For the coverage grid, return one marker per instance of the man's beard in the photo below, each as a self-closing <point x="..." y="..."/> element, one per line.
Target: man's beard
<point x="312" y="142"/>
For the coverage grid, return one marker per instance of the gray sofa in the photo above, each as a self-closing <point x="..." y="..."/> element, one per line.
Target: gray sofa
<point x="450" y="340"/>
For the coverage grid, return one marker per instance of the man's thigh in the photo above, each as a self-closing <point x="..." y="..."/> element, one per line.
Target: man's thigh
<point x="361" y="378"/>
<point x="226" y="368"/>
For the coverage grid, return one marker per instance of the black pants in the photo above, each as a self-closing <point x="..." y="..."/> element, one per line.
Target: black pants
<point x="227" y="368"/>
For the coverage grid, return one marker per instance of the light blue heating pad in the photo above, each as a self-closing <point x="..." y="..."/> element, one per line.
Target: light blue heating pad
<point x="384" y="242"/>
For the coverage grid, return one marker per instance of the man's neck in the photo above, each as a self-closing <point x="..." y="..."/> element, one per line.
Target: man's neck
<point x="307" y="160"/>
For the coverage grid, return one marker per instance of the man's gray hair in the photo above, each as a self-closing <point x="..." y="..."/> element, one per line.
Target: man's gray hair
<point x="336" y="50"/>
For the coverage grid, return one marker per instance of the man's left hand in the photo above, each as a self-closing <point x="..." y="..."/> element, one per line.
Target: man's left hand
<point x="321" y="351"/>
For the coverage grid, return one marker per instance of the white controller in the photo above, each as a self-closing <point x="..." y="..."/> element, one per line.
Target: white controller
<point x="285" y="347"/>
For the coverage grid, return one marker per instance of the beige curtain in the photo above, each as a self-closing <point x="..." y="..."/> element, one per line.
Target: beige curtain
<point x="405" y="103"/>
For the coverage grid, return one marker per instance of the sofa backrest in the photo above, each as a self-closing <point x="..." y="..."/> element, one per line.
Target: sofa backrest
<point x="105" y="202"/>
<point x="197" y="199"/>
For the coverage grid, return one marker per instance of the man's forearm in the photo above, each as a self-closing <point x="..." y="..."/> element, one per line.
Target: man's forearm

====================

# Job
Update the lines from the one containing "of the white" through the end of the entries, inclusive, changing "beige curtain" to "tan curtain" and leaving everything else as it is. Give back only those lines.

# Reply to the task
For the coverage grid, return one marker per instance of the white controller in the photo above, each as a self-closing <point x="..." y="..."/> element, one per line.
Target: white controller
<point x="285" y="347"/>
For the coverage grid, return one marker per instance of the tan curtain in the photo above, each as a self-closing <point x="..." y="..."/> element, one per line.
Target: tan curtain
<point x="405" y="103"/>
For the coverage grid, return one marker per instance of the sofa backrest in the photo above, each as a self-closing <point x="..." y="..."/> element, one per line.
Target: sofa backrest
<point x="105" y="202"/>
<point x="197" y="199"/>
For the coverage grid, return one marker per instance of the man's forearm in the photo above, each as a self-closing <point x="..." y="..."/> element, one per line.
Target: man's forearm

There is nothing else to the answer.